Reproduce the part of the data that opens with the line containing "Bet you ten bucks you can't pinpoint the table" and closes with the line containing "[[167, 29, 192, 50], [278, 40, 300, 60]]", both lines included and the requests kept in full. Multiply every bounding-box coordinate in the answers by 1.65 and round to whole numbers, halves up, while leaving the requests and their sample coordinates unchanged.

** Exercise inputs **
....
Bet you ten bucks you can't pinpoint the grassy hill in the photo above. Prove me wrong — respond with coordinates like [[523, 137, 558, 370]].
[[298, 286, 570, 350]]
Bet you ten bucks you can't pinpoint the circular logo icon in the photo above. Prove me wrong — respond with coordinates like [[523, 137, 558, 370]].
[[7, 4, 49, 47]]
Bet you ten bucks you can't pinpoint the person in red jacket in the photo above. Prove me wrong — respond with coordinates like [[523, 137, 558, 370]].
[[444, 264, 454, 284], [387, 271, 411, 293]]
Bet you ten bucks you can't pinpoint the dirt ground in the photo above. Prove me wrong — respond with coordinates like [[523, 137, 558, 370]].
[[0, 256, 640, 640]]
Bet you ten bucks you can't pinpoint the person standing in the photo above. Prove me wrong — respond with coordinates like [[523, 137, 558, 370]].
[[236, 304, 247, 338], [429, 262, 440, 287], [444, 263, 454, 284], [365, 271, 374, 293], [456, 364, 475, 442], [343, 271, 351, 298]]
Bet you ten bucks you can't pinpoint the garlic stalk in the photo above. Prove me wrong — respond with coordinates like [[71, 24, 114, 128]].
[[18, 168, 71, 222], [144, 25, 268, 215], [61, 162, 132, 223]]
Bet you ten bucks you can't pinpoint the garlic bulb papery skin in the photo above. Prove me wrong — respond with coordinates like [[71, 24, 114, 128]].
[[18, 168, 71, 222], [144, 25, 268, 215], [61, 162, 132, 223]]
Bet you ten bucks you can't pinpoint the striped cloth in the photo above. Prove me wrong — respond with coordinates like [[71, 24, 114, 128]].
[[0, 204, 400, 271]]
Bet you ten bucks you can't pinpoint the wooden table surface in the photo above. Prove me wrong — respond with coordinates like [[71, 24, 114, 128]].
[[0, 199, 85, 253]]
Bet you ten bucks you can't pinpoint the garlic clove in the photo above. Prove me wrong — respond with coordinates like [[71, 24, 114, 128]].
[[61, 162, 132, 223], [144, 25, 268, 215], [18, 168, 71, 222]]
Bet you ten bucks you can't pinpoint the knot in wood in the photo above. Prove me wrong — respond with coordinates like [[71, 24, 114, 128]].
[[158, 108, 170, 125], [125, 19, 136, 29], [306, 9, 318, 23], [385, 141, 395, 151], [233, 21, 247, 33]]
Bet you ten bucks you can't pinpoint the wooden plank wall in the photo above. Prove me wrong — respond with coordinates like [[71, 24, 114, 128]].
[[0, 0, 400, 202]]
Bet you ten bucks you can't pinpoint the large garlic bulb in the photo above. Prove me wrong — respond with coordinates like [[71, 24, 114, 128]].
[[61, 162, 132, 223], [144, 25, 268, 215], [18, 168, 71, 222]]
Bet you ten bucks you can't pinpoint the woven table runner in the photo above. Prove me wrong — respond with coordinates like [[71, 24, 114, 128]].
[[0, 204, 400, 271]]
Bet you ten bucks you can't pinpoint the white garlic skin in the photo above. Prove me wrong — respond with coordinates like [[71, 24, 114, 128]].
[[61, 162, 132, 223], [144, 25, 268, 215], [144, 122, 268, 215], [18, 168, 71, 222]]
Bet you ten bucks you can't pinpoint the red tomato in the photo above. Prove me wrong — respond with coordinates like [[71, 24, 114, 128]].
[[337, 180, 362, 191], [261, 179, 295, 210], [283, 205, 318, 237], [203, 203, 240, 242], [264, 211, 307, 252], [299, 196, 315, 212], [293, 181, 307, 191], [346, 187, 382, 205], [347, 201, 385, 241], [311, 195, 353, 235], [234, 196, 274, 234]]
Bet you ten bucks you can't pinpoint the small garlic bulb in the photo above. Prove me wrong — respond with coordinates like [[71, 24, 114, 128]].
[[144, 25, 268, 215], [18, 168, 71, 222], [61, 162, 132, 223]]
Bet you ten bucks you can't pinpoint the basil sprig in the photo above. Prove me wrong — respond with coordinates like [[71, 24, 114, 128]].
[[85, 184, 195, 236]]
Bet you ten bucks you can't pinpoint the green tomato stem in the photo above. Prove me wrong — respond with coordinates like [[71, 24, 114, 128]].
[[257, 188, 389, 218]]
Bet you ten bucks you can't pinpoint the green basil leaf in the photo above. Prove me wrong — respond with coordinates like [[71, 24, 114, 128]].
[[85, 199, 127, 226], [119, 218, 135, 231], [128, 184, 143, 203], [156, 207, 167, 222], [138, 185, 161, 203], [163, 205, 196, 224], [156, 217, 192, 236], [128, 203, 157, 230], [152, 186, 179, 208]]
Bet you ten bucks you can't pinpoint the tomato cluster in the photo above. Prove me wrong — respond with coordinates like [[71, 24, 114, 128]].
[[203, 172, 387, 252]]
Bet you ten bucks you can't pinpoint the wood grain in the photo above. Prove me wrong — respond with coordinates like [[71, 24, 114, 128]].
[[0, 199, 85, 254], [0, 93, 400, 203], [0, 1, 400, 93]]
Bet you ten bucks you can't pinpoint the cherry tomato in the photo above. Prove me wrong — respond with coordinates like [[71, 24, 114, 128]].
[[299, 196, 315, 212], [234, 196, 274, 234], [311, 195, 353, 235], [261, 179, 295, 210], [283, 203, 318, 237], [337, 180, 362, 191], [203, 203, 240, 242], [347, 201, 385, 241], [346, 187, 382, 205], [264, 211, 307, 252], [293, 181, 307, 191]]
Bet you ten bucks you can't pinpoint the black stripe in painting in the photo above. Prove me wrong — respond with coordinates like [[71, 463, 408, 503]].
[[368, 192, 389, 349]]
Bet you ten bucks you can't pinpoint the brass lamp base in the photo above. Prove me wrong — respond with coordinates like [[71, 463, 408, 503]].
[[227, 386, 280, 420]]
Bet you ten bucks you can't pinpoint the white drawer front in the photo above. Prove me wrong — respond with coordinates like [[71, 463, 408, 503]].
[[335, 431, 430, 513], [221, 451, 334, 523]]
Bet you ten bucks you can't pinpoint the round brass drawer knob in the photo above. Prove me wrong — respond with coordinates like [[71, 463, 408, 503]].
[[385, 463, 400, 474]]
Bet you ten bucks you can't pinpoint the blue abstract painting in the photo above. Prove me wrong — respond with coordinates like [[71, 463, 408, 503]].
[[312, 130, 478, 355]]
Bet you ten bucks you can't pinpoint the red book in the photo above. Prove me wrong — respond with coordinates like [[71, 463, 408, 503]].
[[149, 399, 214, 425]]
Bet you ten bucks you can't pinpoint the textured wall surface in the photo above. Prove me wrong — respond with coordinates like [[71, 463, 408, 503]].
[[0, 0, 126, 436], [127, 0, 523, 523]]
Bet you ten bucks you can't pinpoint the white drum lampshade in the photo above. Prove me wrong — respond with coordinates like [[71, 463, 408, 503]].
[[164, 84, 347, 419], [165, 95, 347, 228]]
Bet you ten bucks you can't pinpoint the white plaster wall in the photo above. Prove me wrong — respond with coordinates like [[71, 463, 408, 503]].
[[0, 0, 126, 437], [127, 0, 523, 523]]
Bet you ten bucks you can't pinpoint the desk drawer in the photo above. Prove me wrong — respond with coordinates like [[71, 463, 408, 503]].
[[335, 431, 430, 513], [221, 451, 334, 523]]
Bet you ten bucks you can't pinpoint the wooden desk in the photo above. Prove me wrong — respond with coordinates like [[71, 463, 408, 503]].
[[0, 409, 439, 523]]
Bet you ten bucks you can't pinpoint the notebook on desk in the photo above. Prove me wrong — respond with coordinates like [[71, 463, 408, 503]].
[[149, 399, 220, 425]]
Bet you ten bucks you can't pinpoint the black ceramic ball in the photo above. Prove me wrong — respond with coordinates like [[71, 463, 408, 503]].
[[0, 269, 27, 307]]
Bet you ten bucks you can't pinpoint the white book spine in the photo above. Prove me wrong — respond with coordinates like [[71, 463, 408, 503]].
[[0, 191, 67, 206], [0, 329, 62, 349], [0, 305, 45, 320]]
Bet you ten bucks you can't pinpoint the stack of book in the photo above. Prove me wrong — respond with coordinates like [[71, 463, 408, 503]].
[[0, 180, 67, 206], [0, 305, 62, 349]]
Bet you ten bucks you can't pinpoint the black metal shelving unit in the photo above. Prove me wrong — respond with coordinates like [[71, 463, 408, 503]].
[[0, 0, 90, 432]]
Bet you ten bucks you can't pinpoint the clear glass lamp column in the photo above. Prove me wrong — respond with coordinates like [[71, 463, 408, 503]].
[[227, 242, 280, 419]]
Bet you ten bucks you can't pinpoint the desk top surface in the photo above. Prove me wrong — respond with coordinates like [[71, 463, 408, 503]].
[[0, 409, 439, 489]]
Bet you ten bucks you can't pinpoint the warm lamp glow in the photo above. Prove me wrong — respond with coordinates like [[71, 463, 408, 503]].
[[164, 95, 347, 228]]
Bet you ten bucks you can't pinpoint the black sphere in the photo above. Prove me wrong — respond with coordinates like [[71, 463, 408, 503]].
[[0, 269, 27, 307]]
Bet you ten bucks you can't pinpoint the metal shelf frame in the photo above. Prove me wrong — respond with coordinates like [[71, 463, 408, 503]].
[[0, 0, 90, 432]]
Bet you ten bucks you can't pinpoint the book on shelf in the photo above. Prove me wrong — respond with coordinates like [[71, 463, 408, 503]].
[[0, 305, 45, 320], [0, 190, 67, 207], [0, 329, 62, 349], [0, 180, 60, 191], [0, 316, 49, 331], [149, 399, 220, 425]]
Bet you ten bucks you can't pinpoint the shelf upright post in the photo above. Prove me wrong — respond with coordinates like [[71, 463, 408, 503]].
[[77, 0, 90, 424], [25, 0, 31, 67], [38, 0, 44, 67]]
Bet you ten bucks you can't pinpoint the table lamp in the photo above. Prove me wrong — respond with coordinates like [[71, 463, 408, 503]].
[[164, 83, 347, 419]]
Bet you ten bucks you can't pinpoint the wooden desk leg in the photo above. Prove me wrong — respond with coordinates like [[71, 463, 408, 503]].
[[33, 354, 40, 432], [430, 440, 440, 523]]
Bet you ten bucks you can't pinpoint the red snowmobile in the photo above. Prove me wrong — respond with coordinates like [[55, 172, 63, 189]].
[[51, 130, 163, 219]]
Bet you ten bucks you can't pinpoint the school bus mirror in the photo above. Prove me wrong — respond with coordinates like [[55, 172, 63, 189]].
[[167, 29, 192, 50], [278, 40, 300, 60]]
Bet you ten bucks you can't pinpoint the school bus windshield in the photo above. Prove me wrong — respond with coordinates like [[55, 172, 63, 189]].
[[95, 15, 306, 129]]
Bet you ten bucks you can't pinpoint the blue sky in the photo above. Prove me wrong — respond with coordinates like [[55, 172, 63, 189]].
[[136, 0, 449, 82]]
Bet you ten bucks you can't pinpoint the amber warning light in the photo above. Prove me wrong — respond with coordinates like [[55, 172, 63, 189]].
....
** Expected answer **
Bet you ten bucks you can't pinpoint the table lamp in the photo above. Prove me wrong — respond with coordinates like [[71, 463, 408, 503]].
[[271, 137, 573, 691]]
Bet you ten bucks you can't pinpoint the wooden desk leg in the photo above. Prove me wrong — respond with coordinates like [[71, 463, 408, 503]].
[[54, 584, 66, 713], [710, 726, 726, 863]]
Bet you ten bucks you can't pinpoint the red snowmobile in the photo above. Prove me wrong — respond with coordinates like [[55, 172, 63, 189]].
[[84, 215, 269, 361]]
Bet you ten bucks you can't pinpoint the school bus mirror in the photo above. Prove me wrong — respond with coordinates like [[55, 172, 63, 189]].
[[276, 48, 317, 83], [459, 66, 495, 99]]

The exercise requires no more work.